Below are two real-world examples to help illustrate the concept of concentration gradient.

Example 1: Imagine being inside a room with a friend but on opposite sides of the room. Your friend opens a bottle of perfume on their side of the room and sprays it in order to see how it smells. Just after spraying the perfume, your friend can smell the perfume and asks what you think, but you cannot smell the perfume from where you are. This is a concentration gradient—the perfume molecules are at a greater concentration on your friend’s side of the room and a lesser concentration on your side of the room. Over time, the molecules will diffuse throughout the room to be equally spread out. At that point, you will be able to smell the perfume.

Example 2: A spoonful of sugar is placed in a cup of tea. Eventually, the sugar will diffuse throughout the tea until no concentration gradient remains.

In both cases, if the room is warmer or the tea hotter, diffusion will occur even faster as the molecules are bumping into each other and spreading out faster than at cooler temperatures. Having an internal body temperature of around 98.6° F thus also aids in diffusion of particles within the body.

Whenever a substance exists in greater concentration on one side of a semipermeable membrane, such as the cell membranes, any substance that can move down its concentration gradient across the membrane will do so. Consider substances that can easily diffuse through the lipid bilayer of the cell membrane, such as the gasses oxygen (O₂) and carbon dioxide (CO₂). O₂ generally diffuses into cells because it is more concentrated outside of them, and CO₂ typically diffuses out of cells because it is more concentrated inside of them. Both gasses travel through the phospholipid bilayer from the side with a higher concentration to a side with a lesser concentration without the use of proteins or energy to do so. Therefore, they use a form of passive transport called simple diffusion to move across the membrane.

Very small polar molecules, such as water, can cross via simple diffusion due to their small size. Large polar or ionic molecules, which are hydrophilic, cannot easily cross the phospholipid bilayer. Charged atoms or molecules of any size cannot cross the cell membrane via simple diffusion as the charges are repelled by the hydrophobic tails in the interior of the phospholipid bilayer. Solutes dissolved in water on either side of the cell membrane will tend to diffuse down their concentration gradients, but because most substances cannot pass freely through the cell membrane, their movement is restricted to membrane proteins that facilitate their transport across the membrane. Facilitated diffusion is a form of passive membrane transport used for substances that cannot cross the lipid bilayer on their own due to their size, charge, and/or polarity and require a transmembrane protein to facilitate their movement down their concentration gradient. Channel proteins are transmembrane proteins that create a channel or pore that is typically open at all times, allowing certain molecules to pass through the membrane down their concentration gradient. Carrier proteins are transmembrane proteins that are only open on one side of the membrane at a time and must “carry” their specific molecules across the membrane. Once the molecule is bound to the carrier protein, it will change shape and allow the molecule to exit on the opposite side of the membrane as shown in the image below.

------------------------------

• [Directions for this task] From the passage on concentration gradients, reproduce word for word the part that opens with the words containing "Example 2: A" and closes with "within the body.".

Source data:
------------------------------

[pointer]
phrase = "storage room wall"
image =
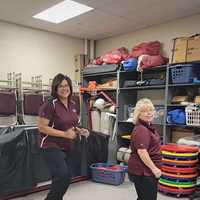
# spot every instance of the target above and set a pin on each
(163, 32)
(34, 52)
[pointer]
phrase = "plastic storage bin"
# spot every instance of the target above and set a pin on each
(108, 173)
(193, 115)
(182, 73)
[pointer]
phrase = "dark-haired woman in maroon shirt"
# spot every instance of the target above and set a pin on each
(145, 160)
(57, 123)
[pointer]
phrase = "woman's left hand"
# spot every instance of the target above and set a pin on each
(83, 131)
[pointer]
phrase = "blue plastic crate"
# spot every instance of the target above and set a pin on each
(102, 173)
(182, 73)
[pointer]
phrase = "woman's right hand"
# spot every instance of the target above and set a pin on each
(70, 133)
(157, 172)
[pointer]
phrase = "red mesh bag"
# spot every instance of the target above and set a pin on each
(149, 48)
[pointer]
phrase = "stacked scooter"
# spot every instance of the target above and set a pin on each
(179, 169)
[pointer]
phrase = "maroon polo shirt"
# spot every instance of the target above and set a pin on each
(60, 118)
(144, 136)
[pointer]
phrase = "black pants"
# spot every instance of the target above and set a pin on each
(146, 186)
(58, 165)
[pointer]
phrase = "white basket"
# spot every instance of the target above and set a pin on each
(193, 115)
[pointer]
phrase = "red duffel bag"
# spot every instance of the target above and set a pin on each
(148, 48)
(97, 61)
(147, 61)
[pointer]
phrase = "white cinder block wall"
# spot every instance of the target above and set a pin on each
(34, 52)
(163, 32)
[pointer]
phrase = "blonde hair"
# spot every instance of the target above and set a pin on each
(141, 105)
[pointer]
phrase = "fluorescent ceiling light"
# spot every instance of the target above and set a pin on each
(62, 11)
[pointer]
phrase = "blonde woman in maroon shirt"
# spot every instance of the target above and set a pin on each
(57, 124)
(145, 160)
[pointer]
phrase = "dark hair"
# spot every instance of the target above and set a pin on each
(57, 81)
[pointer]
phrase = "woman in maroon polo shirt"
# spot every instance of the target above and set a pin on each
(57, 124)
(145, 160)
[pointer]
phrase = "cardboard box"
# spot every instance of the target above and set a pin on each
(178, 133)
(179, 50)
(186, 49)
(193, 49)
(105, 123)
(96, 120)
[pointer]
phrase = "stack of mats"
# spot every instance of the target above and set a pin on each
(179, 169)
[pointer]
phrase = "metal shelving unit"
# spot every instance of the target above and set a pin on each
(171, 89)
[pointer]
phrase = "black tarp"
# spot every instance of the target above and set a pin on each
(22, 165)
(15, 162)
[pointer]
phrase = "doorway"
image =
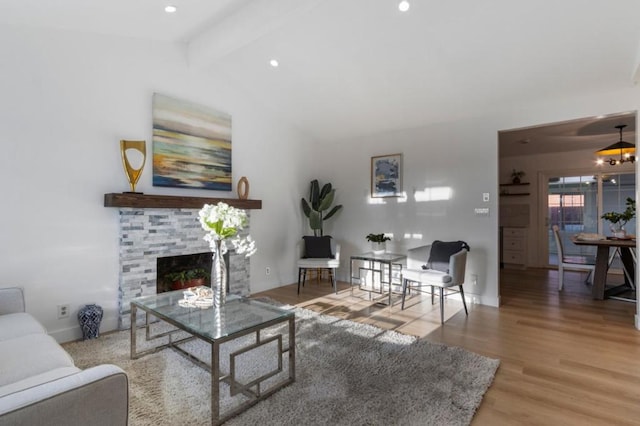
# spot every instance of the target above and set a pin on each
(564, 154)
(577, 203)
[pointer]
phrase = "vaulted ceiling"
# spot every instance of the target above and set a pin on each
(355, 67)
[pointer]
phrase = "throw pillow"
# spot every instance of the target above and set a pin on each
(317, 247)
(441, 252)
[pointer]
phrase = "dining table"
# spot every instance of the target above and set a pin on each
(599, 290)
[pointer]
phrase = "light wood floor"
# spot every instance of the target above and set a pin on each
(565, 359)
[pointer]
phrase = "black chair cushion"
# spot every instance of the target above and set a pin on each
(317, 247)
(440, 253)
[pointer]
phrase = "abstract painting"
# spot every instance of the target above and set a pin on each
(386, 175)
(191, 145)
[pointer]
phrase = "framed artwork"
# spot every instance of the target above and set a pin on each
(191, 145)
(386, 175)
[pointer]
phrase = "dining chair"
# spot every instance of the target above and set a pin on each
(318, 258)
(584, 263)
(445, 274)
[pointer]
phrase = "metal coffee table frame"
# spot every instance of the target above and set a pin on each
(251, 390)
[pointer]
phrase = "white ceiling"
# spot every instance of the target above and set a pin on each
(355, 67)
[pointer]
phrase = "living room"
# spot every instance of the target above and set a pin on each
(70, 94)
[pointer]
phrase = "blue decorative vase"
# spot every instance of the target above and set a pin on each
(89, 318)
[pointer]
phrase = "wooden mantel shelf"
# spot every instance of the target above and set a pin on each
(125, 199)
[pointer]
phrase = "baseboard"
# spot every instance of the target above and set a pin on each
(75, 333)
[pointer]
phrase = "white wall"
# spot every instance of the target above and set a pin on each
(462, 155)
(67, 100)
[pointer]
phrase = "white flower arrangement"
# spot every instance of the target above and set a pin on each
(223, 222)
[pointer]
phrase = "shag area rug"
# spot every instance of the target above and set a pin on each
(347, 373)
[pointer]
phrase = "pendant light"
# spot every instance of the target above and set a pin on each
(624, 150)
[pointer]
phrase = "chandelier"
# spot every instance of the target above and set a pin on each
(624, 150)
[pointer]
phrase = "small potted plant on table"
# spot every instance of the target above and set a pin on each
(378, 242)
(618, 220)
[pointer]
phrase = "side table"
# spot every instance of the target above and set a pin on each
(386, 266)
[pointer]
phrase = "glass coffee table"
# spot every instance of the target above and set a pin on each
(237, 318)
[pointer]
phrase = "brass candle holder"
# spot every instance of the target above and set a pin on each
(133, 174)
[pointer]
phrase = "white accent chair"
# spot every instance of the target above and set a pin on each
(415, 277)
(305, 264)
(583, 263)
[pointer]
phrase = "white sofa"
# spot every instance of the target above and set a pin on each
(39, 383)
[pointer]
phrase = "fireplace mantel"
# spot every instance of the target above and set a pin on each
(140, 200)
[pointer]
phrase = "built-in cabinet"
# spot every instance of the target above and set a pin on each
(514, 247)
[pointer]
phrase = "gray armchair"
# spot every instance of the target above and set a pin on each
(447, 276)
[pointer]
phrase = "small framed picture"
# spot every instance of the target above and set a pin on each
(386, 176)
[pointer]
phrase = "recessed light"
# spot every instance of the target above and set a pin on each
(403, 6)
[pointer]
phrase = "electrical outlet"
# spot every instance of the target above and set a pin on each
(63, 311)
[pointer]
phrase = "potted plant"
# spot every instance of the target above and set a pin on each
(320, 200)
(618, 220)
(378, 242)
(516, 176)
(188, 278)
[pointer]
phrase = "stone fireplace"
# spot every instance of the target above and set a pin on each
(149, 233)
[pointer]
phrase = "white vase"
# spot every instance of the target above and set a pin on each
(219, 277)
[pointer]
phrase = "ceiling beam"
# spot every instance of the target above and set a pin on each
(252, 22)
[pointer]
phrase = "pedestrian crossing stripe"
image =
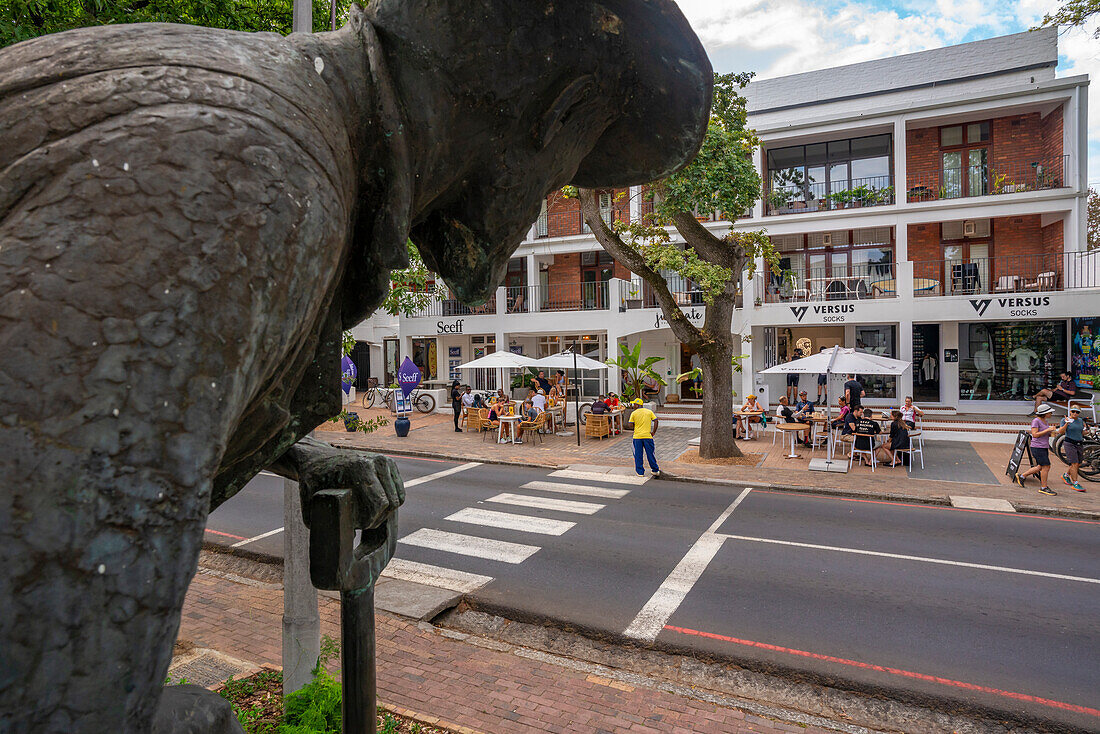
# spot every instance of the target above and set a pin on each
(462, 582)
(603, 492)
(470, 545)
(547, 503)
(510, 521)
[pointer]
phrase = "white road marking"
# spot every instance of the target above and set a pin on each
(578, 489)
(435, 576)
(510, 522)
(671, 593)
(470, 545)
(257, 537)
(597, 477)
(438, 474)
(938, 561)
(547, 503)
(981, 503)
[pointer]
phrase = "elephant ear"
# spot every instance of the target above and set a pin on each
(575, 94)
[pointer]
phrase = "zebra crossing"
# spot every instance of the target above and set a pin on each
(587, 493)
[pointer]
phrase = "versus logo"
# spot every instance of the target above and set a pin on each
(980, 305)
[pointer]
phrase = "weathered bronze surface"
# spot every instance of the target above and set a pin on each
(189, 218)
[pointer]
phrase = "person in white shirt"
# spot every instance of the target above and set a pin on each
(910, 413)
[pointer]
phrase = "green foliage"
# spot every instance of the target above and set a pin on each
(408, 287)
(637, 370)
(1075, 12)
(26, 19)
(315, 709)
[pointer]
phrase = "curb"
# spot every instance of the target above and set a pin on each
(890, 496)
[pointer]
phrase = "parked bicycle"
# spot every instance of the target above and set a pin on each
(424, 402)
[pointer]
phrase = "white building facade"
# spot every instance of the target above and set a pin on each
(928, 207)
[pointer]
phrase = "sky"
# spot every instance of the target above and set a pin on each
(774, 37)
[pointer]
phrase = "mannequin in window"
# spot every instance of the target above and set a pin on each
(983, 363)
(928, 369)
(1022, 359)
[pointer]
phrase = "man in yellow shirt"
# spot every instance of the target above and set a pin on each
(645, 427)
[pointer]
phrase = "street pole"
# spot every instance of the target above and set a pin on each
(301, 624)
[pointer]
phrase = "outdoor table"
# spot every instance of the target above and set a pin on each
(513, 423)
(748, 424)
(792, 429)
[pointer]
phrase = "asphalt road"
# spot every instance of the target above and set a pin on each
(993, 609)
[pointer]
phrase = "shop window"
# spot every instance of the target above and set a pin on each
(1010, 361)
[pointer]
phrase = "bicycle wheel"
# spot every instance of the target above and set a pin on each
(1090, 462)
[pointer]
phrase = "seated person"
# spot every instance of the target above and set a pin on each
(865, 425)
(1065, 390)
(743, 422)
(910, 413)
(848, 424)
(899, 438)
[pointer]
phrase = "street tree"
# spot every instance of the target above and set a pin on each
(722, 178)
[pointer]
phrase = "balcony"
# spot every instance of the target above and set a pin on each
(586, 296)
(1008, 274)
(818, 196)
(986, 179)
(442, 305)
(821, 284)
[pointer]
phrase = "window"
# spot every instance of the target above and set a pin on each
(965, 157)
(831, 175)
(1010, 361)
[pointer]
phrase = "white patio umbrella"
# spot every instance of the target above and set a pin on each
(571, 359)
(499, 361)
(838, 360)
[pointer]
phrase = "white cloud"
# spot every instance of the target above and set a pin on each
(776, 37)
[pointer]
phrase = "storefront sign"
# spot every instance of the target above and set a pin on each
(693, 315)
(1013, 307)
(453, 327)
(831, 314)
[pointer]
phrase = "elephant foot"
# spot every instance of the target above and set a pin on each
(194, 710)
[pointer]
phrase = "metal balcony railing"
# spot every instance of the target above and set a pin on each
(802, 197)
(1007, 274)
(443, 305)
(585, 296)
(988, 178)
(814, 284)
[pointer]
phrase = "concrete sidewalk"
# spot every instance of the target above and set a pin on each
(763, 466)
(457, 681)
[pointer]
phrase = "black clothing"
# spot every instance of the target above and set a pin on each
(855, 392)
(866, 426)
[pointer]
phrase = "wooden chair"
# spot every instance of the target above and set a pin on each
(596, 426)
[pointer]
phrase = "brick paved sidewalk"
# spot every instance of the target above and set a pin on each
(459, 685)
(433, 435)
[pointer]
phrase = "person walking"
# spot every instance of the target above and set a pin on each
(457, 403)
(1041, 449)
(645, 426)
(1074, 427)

------------------------------

• [Response]
Example 2: A spoonful of sugar is placed in a cup of tea. Eventually, the sugar will diffuse throughout the tea until no concentration gradient remains.

In both cases, if the room is warmer or the tea hotter, diffusion will occur even faster as the molecules are bumping into each other and spreading out faster than at cooler temperatures. Having an internal body temperature of around 98.6° F thus also aids in diffusion of particles within the body.